---------- Ausgangsdokument ----------

28.01.2011 - Interview

Gemeinsamer Beitrag des britischen Außenministers William Hague und Bundesaußenminister Guido Westerwelles in der Süddeutschen Zeitung vom 28.01.2011

Mit wachsendem Entsetzen hat die Welt in den vergangenen sechs Wochen verfolgt, wie das Regime in Weißrussland systematisch und rücksichtslos versucht hat, die Zivilgesellschaft und die junge Opposition im Land zu zerschlagen.

Die Gewalt in der Nacht nach den Präsidentschaftswahlen am 19. Dezember war schockierend. Auch wenn andere Ereignisse zwischenzeitlich die Aufmerksamkeit der internationalen Medien auf sich gezogen haben, dauern die Repressionen in Weißrussland an. Noch immer sind vier Präsidentschaftskandidaten und zahlreiche Aktivisten aus Politik und Zivilgesellschaft in Haft. Es gibt keine unabhängigen Informationen über ihren Zustand. Vielen von ihnen drohen mehrjährige Haftstrafen. Ihnen wird vorgeworfen, Krawalle organisiert zu haben - dabei gibt es immer mehr Hinweise darauf, dass die Gewalt in der Wahlnacht durch weißrussische Behörden inszeniert war. Unterdessen verbreiten staatliche weißrussische Medien merkwürdig gewundene Dementis verhafteter Oppositioneller. Es bleibt der Spekulation überlassen, was sie zu diesem Sinneswandel über Nacht bewogen haben mag.

---------- Bereitgestellte Daten ----------

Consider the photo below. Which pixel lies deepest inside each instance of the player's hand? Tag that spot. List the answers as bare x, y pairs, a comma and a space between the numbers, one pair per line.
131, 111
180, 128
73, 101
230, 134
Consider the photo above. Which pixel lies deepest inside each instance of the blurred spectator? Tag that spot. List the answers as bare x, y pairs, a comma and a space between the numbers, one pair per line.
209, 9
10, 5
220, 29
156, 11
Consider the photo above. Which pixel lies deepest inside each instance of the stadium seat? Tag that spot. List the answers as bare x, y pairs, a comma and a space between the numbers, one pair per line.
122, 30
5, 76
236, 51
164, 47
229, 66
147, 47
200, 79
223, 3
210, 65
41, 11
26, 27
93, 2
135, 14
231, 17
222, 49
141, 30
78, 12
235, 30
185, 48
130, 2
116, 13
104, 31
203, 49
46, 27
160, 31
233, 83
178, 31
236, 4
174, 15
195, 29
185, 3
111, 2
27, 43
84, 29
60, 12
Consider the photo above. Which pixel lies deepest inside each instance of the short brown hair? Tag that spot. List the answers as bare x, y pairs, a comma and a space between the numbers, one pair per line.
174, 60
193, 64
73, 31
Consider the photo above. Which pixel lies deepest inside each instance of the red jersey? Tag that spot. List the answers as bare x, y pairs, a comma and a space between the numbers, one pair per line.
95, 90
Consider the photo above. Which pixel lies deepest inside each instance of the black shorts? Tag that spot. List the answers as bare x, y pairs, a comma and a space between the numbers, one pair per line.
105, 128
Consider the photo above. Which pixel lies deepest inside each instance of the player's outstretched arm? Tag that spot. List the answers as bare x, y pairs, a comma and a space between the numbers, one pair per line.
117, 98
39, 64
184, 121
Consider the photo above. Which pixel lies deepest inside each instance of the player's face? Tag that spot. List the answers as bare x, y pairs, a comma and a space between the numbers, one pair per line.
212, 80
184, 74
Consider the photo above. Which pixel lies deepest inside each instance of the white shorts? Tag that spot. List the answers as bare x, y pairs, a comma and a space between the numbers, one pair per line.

----------

Zu lösende Aufgaben:
1) Gib aus dem Beitrag über Weißrussland wortgetreu den Abschnitt wieder, der mit „Gemeinsamer Beitrag des“ beginnt und bis einschließlich „Land zu zerschlagen.“ reicht.
2) Wie viele Präsidentschaftskandidaten befinden sich laut dem Beitrag über Weißrussland noch immer in Haft?
3) Schreib den Beitrag über Weißrussland im Anschluss an seinen letzten Satz weiter.
Das Material spielt hierfür keine Rolle.

Antworten in Reihenfolge:
1)
Gemeinsamer Beitrag des britischen Außenministers William Hague und Bundesaußenminister Guido Westerwelles in der Süddeutschen Zeitung vom 28.01.2011

Mit wachsendem Entsetzen hat die Welt in den vergangenen sechs Wochen verfolgt, wie das Regime in Weißrussland systematisch und rücksichtslos versucht hat, die Zivilgesellschaft und die junge Opposition im Land zu zerschlagen.

2) Vier Präsidentschaftskandidaten sind noch immer in Haft.

3)
Das Regime verfolgt auch andere Wege zur Verfolgung derjenigen Weißrussinnen und Weißrussen, die ihre unabhängige Stimme zu erheben gewagt haben. Täglich werden Wohnungen und Büros in ganz Weißrussland durchsucht und verwüstet. Über 200 Personen hat der belarussische Geheimdienst verhört, insgesamt 700 Menschen wurden in der Nacht des 19. Dezember verhaftet. Uns liegen Informationen vor, dass Anwälten ihre Berufsausübung verboten wurde, nachdem sie öffentlich zu den Misshandlungen ihrer Mandanten Stellung bezogen haben. Bald schon werden wir erleben, wie Studierende wegen ihrer Teilnahme an den Protesten - wie bereits nach der letzten Präsidentschaftswahl 2006 - massenweise der Universitäten verwiesen werden.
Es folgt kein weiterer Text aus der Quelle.